[[ DATA TO PROCESS, beginning ]]

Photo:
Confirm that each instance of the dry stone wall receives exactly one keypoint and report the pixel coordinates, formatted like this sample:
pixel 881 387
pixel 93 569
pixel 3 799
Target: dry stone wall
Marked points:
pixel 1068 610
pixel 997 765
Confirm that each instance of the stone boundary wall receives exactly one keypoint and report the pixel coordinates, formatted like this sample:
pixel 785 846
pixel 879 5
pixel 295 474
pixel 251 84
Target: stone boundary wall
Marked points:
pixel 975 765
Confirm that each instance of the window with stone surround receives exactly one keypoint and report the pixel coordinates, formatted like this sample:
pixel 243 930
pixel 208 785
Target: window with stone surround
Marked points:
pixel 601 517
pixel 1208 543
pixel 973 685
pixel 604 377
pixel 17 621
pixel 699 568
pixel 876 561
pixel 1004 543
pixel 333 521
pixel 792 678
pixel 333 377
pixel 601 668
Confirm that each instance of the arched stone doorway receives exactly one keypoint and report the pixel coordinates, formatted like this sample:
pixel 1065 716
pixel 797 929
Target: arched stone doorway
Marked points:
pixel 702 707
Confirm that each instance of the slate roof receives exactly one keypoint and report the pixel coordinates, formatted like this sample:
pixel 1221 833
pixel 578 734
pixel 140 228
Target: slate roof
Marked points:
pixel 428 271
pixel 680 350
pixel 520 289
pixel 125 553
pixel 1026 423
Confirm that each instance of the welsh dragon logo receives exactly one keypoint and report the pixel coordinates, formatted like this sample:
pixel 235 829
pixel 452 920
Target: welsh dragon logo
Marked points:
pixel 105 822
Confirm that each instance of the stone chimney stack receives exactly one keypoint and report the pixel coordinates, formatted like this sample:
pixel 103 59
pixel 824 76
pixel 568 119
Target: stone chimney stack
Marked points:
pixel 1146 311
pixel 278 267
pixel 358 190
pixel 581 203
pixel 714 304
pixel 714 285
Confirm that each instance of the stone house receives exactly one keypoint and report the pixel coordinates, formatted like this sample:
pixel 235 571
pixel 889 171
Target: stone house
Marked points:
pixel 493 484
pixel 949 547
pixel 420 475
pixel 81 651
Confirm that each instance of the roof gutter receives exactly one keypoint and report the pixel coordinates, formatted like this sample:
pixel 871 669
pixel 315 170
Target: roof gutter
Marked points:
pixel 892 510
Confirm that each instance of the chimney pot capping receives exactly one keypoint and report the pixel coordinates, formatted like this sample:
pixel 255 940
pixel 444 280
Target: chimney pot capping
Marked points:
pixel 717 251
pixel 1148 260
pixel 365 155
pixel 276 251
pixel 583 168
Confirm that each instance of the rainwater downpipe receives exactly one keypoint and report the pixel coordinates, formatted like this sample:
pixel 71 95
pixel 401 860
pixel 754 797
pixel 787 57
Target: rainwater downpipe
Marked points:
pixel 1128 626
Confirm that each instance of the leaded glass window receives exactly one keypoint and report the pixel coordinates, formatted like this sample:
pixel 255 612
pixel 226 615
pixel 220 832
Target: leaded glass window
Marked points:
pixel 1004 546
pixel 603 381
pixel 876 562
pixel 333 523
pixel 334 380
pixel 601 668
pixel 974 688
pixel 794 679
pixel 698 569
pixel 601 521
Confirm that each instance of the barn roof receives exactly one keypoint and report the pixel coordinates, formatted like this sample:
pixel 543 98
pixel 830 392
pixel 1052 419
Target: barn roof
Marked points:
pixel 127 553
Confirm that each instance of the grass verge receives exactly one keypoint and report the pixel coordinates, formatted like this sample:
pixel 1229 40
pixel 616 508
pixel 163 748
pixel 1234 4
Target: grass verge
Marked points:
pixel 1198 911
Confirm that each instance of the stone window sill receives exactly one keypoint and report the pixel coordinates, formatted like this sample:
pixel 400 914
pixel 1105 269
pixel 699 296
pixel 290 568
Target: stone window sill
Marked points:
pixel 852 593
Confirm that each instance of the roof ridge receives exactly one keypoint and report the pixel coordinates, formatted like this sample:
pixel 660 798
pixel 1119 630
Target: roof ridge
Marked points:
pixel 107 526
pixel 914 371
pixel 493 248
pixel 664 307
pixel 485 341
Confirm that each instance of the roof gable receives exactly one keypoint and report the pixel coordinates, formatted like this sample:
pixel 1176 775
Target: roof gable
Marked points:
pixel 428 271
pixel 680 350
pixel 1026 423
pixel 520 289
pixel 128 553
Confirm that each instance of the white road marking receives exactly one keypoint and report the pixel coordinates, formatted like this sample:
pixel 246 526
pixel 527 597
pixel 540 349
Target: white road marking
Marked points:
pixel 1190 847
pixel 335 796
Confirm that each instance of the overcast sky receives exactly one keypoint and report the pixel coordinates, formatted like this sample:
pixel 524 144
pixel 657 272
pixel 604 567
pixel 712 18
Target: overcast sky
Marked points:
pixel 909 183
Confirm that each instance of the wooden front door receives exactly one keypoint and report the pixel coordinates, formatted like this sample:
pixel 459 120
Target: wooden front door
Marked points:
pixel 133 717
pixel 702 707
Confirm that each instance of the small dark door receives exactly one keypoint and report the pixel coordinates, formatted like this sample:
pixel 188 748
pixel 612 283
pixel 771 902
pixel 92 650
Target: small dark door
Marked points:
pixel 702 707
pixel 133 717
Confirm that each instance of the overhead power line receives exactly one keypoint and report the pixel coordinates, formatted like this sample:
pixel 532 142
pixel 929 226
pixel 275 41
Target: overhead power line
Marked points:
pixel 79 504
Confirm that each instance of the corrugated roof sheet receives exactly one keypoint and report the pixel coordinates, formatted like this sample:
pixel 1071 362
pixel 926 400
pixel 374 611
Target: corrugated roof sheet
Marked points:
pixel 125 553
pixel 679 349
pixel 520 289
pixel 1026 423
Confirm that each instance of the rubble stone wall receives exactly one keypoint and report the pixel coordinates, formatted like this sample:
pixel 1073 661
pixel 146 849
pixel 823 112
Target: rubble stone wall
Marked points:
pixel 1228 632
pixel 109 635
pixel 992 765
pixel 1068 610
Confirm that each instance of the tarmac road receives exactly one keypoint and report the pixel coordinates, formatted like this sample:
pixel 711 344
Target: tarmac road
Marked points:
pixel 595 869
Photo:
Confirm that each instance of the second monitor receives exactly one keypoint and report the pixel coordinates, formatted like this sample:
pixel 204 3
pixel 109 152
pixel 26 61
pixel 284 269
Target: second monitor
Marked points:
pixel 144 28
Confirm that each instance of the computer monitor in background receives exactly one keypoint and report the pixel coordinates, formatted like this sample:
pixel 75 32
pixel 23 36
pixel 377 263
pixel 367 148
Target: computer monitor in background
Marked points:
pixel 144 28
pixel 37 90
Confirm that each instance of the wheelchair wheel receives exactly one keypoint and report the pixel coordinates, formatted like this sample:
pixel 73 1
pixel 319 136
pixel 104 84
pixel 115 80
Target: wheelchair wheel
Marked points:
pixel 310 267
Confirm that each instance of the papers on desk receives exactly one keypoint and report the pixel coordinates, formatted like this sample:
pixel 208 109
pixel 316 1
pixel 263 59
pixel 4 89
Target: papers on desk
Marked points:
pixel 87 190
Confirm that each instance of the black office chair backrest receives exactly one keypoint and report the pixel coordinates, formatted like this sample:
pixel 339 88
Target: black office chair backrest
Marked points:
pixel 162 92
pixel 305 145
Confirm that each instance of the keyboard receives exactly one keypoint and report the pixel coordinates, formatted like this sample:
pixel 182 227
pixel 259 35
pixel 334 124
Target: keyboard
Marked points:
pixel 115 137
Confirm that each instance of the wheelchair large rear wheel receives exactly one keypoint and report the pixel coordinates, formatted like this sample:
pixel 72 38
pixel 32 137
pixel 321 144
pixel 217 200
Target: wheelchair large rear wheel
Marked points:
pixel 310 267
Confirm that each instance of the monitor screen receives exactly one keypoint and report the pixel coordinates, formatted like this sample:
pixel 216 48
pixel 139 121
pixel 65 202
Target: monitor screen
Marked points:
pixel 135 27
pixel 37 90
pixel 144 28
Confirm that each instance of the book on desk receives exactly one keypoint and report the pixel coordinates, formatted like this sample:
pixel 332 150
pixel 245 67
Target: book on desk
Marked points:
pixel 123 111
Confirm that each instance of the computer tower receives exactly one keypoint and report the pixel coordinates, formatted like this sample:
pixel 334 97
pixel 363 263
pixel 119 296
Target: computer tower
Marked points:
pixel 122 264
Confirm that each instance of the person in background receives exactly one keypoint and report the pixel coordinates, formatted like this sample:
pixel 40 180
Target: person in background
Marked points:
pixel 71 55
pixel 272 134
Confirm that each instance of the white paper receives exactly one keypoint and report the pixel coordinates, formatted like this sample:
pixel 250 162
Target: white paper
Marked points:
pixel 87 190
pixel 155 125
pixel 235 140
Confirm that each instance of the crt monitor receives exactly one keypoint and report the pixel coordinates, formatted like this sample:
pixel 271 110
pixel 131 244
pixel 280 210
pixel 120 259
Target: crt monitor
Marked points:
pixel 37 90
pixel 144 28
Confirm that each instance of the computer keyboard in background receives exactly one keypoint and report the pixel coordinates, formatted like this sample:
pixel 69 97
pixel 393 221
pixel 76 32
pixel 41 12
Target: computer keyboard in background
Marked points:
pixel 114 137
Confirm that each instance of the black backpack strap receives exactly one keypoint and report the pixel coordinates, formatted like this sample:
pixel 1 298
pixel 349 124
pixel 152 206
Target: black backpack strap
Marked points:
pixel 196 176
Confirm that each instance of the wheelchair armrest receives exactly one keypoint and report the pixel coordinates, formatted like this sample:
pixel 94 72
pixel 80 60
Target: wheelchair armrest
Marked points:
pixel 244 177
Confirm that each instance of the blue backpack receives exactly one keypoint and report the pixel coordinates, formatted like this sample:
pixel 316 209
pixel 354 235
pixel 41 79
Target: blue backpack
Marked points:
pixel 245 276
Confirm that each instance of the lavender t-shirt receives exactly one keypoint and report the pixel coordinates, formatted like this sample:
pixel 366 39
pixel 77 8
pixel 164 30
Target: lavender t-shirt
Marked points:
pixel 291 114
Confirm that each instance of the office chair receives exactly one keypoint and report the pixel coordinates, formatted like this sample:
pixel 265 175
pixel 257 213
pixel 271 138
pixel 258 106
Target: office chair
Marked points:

[[ DATA TO PROCESS, end ]]

= ACTIVITY =
Return solely the number of lines in the data that include the word "rainwater".

= OUTPUT BELOW =
2